Outline records
------------------------------------

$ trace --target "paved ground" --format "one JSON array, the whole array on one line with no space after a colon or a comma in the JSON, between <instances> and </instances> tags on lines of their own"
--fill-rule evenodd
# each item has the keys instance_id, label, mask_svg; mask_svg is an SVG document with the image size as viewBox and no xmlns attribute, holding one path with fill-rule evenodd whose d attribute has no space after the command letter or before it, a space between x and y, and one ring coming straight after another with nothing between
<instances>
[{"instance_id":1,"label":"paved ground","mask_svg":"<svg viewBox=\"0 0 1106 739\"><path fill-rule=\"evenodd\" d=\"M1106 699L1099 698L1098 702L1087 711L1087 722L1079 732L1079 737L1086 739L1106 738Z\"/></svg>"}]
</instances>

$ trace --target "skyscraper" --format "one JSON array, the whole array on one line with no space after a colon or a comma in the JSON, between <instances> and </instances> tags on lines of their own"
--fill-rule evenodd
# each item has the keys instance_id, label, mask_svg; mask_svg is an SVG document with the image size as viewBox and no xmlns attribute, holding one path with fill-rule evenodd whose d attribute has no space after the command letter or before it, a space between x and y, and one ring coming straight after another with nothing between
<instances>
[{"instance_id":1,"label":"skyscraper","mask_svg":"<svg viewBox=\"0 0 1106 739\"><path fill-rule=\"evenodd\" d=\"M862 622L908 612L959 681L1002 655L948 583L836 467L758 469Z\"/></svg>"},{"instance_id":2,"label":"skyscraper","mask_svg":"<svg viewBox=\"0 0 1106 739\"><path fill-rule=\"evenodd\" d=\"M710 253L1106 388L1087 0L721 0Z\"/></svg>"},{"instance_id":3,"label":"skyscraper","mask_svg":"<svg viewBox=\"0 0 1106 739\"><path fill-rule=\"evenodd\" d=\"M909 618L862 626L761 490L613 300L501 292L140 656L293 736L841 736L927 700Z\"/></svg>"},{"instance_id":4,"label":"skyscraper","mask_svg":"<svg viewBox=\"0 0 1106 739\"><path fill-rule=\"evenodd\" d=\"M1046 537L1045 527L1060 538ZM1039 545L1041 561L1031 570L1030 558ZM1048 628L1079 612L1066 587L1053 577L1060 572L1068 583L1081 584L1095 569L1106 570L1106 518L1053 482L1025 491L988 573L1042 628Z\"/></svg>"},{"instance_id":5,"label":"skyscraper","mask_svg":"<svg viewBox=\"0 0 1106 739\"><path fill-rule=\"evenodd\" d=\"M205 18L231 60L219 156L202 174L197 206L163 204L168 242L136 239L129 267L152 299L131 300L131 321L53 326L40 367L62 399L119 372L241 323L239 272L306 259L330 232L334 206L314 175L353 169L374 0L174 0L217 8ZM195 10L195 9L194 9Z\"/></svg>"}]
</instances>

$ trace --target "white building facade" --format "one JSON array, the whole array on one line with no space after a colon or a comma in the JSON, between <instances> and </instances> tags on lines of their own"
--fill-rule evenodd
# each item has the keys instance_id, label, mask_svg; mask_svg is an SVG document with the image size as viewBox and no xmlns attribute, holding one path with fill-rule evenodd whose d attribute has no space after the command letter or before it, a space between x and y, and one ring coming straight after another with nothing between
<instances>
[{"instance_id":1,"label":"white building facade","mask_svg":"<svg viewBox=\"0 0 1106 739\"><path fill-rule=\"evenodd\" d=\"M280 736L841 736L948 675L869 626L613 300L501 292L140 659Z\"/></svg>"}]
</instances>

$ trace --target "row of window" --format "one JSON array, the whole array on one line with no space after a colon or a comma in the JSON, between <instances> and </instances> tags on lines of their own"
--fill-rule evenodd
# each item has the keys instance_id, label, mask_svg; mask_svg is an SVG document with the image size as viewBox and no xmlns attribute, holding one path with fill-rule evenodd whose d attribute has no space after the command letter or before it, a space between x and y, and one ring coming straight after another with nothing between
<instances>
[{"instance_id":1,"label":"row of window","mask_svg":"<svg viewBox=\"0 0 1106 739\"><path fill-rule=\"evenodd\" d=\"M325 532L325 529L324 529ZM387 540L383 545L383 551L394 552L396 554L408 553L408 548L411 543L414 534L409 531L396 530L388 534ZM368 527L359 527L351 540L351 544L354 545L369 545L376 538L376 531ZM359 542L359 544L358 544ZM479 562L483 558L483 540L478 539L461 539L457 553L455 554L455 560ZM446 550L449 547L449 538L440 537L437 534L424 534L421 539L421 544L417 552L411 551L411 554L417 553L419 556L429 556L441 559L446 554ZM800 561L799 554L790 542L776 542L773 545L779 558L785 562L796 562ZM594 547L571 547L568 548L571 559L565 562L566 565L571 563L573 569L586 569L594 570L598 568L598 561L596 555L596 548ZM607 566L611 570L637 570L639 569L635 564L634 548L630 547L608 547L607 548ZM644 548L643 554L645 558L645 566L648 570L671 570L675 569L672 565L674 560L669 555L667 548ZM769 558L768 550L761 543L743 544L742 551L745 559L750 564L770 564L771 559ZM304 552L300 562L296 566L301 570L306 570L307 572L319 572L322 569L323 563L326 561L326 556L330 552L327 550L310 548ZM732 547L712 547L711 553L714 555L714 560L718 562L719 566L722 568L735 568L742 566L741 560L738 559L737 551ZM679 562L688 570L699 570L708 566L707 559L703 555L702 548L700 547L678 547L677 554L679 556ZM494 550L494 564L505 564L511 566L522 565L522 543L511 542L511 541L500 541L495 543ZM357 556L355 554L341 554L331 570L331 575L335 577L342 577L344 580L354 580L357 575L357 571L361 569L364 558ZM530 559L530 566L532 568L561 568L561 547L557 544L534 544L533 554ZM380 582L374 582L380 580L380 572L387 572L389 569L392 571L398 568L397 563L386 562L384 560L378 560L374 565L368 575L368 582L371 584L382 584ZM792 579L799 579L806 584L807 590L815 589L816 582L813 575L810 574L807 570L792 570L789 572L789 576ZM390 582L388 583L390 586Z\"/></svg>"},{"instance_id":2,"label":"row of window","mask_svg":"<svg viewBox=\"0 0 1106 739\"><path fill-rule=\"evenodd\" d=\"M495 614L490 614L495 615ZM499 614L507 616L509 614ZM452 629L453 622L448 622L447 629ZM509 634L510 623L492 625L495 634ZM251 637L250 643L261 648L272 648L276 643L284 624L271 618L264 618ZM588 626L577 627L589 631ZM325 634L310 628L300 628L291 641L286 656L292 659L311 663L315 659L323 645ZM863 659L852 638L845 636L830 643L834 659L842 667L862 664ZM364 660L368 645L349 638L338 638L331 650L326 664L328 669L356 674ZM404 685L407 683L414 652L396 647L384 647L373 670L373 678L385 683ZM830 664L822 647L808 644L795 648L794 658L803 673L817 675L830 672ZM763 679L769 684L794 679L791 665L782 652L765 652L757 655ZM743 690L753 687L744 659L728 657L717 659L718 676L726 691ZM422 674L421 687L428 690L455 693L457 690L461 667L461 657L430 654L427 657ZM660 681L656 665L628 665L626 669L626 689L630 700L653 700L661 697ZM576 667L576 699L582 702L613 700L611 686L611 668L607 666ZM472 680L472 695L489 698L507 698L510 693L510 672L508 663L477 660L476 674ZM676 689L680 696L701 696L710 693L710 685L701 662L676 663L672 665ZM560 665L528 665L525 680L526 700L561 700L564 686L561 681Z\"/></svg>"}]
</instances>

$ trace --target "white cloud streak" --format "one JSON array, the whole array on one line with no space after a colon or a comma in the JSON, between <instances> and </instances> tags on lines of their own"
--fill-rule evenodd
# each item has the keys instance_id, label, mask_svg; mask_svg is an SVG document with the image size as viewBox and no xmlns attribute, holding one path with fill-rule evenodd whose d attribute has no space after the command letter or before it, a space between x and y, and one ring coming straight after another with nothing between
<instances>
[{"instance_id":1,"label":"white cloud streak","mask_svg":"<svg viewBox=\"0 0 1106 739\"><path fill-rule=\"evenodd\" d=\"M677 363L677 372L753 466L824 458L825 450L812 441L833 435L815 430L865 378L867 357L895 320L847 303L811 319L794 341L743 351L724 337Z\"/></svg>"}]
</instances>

------------------------------------

# Your objective:
Filter the listing above and copy out each line that contains the string "paved".

# Result for this task:
$ trace --target "paved ground" --format "one JSON array, the whole array on one line with no space after a colon or a comma in the JSON, between <instances> and </instances> tags on lines of their own"
[{"instance_id":1,"label":"paved ground","mask_svg":"<svg viewBox=\"0 0 1106 739\"><path fill-rule=\"evenodd\" d=\"M1106 699L1099 698L1098 702L1087 711L1087 722L1079 732L1079 737L1086 739L1106 738Z\"/></svg>"}]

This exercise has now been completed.